■ EXERCISE INPUT

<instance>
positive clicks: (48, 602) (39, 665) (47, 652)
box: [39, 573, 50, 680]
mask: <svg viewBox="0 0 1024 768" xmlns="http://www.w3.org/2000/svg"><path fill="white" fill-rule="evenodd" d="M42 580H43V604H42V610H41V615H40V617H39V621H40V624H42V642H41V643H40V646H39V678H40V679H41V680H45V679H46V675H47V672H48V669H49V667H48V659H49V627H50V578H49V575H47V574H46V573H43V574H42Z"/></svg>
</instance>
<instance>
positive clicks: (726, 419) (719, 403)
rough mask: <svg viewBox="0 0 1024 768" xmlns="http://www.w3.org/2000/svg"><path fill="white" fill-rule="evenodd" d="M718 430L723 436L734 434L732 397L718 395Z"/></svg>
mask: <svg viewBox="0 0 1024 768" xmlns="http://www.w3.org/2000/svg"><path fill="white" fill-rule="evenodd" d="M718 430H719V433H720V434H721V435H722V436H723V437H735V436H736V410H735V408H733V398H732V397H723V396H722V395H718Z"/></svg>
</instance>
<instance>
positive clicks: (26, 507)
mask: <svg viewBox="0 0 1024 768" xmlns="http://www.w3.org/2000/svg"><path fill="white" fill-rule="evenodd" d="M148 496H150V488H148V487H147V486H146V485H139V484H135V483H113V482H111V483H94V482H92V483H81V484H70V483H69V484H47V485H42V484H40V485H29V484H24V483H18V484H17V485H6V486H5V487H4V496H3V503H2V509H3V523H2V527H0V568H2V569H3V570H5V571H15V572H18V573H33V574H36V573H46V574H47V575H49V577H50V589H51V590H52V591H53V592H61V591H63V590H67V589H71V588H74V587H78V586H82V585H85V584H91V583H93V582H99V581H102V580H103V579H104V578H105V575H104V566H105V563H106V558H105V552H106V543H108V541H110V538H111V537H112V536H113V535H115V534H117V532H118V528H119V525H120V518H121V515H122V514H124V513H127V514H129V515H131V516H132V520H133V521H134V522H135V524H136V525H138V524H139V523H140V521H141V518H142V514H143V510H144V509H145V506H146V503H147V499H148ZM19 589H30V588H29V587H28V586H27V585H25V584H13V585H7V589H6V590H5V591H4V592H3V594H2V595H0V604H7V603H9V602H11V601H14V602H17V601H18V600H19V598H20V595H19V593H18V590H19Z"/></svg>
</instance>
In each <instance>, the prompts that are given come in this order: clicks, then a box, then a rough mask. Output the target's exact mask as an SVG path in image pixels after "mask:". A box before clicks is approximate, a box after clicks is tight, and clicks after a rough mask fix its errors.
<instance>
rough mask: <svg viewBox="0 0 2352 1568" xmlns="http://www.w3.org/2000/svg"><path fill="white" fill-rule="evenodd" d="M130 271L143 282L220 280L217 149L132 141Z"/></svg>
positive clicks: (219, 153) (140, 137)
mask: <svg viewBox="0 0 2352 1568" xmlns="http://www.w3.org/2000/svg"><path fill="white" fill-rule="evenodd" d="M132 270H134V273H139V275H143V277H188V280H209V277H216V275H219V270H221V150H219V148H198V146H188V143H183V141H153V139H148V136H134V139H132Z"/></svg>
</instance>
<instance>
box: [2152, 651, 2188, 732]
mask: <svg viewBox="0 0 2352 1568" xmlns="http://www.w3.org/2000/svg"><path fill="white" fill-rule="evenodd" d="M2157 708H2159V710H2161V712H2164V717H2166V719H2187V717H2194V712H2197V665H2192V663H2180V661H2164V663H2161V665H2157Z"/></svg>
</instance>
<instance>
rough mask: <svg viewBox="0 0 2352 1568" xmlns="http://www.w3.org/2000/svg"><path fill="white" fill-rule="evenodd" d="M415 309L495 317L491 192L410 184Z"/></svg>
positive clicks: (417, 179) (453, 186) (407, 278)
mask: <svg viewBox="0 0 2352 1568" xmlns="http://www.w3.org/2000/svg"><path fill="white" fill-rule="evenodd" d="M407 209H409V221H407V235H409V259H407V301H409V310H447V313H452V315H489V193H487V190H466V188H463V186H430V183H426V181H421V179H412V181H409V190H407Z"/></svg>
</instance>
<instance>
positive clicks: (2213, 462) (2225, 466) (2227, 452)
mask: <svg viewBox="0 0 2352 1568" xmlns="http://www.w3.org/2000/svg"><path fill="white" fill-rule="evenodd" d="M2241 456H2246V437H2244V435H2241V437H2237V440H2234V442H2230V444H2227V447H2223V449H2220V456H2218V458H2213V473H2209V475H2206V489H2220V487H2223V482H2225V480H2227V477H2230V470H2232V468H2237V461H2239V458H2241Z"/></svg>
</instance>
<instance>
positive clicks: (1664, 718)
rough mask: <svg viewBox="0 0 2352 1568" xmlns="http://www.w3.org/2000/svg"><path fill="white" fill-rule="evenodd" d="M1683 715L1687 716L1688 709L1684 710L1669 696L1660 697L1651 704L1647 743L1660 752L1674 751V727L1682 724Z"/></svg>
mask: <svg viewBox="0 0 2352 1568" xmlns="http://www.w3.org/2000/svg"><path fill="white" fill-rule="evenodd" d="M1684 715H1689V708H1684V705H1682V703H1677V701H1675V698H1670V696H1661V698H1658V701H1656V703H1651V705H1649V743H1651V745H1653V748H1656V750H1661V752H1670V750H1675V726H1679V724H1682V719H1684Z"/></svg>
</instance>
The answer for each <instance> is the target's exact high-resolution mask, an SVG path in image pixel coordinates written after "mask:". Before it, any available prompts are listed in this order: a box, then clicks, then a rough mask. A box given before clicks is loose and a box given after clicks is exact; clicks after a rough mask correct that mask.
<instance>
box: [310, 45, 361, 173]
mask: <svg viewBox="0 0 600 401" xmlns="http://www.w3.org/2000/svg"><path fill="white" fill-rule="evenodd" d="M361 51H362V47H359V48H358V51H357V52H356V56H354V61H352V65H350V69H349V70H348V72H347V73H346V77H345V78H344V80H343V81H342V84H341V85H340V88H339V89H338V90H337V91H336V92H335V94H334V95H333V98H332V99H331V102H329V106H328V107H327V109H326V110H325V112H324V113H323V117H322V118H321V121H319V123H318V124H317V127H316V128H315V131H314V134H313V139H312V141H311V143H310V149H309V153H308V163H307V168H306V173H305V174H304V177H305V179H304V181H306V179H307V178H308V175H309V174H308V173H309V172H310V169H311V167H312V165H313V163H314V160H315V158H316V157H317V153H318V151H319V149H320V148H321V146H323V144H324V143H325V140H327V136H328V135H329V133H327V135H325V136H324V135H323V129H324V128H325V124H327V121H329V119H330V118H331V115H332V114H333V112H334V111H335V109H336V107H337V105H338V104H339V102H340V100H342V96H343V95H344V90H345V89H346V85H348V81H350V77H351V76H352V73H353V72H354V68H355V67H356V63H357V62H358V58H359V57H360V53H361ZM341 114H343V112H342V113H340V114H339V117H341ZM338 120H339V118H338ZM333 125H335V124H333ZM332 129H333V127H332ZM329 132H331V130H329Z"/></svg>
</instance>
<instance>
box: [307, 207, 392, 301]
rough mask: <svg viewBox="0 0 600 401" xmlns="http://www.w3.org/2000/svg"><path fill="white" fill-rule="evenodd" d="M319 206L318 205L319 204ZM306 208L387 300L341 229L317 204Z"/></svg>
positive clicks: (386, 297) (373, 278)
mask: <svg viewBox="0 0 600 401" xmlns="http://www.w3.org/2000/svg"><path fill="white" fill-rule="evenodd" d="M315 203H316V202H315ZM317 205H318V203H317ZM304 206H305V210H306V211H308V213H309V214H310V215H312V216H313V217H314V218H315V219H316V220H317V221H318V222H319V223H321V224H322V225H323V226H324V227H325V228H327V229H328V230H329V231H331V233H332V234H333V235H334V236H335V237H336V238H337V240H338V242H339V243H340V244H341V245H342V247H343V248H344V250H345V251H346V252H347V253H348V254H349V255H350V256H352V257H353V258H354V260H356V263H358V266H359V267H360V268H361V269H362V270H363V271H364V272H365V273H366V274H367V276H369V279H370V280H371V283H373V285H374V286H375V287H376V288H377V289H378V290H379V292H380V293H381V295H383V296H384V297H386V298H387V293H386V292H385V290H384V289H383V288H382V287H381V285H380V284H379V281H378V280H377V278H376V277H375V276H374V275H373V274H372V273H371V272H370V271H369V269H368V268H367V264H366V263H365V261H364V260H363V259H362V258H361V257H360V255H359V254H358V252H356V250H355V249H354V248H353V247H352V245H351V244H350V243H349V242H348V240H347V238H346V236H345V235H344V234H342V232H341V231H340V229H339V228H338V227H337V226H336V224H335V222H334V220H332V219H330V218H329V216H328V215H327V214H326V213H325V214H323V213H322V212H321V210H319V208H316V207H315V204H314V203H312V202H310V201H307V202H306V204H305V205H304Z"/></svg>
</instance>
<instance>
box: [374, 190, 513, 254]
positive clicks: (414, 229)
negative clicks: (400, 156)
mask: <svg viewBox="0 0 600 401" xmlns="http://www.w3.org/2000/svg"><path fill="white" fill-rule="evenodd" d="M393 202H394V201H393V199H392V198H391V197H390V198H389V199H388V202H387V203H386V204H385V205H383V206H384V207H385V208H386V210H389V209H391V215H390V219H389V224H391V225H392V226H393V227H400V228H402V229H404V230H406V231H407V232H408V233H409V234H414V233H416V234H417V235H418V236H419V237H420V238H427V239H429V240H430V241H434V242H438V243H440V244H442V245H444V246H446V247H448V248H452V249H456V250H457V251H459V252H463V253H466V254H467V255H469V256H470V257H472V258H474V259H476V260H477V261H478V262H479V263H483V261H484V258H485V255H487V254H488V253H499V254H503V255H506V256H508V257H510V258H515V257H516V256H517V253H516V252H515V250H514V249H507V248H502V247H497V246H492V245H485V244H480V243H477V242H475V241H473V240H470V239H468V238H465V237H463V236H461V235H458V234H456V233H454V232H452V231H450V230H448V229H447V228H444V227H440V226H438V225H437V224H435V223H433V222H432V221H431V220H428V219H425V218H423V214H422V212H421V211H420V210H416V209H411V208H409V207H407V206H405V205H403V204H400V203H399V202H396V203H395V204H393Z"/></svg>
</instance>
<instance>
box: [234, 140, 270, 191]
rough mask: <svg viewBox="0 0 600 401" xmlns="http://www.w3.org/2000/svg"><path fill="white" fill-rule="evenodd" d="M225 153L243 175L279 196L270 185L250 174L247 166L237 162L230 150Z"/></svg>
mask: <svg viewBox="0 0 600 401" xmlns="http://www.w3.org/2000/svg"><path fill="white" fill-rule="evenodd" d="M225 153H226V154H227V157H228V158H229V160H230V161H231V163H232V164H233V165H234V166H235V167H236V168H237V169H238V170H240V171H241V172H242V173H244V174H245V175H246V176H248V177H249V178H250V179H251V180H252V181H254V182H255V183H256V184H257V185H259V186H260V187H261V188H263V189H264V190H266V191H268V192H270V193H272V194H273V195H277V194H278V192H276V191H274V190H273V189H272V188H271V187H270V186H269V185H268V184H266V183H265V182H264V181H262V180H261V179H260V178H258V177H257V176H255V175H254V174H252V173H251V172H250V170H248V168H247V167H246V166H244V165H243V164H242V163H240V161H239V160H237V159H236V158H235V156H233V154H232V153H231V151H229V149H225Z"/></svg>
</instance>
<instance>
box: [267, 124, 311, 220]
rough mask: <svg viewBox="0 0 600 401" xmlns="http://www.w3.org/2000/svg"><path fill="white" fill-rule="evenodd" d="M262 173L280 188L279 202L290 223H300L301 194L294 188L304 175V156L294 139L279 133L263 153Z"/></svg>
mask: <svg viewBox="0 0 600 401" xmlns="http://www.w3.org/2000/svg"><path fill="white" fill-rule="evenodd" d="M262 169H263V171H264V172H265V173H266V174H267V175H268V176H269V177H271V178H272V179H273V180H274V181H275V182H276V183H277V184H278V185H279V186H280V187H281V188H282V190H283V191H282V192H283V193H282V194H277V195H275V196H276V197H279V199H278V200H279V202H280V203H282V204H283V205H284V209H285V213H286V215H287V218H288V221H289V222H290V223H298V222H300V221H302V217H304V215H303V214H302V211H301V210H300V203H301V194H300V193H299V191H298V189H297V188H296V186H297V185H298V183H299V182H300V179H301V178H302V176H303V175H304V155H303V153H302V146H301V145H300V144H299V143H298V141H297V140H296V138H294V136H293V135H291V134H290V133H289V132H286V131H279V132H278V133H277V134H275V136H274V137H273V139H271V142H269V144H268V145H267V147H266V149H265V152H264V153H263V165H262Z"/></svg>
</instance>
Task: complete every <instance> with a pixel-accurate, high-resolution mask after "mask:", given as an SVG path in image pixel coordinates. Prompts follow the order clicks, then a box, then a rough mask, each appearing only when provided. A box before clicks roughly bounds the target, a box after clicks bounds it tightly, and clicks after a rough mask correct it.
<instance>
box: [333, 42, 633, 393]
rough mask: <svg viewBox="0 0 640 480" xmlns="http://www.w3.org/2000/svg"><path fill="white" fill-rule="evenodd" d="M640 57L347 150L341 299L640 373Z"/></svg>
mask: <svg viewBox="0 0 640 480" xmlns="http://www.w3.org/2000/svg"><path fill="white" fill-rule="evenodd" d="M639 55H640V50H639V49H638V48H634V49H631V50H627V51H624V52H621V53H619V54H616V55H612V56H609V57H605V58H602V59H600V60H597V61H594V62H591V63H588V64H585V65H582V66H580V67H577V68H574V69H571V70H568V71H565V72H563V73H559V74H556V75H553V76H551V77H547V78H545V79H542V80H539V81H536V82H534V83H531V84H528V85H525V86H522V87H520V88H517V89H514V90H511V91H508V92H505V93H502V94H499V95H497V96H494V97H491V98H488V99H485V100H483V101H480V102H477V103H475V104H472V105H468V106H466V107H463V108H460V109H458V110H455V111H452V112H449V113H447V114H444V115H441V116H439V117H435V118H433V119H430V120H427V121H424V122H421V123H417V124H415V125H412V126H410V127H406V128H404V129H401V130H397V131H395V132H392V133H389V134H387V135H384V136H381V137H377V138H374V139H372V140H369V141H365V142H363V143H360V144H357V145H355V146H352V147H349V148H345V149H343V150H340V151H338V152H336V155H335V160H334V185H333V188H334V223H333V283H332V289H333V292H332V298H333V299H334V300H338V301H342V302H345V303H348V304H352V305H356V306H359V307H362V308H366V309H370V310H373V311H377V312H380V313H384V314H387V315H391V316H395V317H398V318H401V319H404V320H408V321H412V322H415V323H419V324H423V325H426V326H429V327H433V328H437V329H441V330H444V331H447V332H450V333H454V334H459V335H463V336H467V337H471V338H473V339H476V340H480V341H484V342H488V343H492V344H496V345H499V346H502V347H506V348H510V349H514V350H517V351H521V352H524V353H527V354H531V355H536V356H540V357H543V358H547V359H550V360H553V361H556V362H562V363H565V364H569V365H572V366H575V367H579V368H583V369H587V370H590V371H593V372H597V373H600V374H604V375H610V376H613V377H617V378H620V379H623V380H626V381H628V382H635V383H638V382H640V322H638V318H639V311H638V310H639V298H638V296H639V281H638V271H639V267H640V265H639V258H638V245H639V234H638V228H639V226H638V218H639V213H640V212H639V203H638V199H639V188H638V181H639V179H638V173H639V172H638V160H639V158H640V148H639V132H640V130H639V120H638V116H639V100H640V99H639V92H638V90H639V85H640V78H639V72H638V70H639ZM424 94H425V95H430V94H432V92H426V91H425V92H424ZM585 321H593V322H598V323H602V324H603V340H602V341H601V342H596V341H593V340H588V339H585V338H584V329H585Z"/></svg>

■ WHAT NEEDS TO BE DONE
The required answer is each line of the data in which the word "exact" appears.

■ ANSWER FOR THIS EXERCISE
In each <instance>, the prompts that are given come in this order: clicks, then a box, then a rough mask. Output the target's exact mask as an SVG path in image pixels after "mask:". A box before clicks is approximate, a box after clicks is tight, and clicks after a rough mask fix its errors.
The answer for each <instance> is the target's exact high-resolution mask, an SVG path in image pixel coordinates written after "mask:". Before it, any available prompts are listed in this order: a box, then clicks, then a rough mask. A box given before clicks is loose and a box given after clicks is exact; clicks after a rough mask correct that mask.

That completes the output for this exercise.